▶ _WHAT THE EXERCISE ASKS_: Write out each of the following items line for line, without changing anything.

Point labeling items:
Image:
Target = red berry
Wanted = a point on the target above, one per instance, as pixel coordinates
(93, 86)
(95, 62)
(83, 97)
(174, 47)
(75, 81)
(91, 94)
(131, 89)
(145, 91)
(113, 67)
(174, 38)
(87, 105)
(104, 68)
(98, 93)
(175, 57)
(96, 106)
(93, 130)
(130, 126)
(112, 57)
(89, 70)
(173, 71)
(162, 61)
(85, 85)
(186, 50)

▶ _OUTPUT FOR THIS TASK_:
Image:
Target = red berry
Wanted = a point on the target above, one per instance, as pixel coordinates
(93, 86)
(95, 62)
(83, 97)
(174, 47)
(75, 81)
(91, 94)
(131, 89)
(145, 91)
(113, 67)
(174, 38)
(87, 105)
(104, 68)
(98, 93)
(175, 57)
(96, 106)
(93, 130)
(130, 126)
(112, 57)
(89, 70)
(173, 71)
(162, 61)
(85, 85)
(186, 50)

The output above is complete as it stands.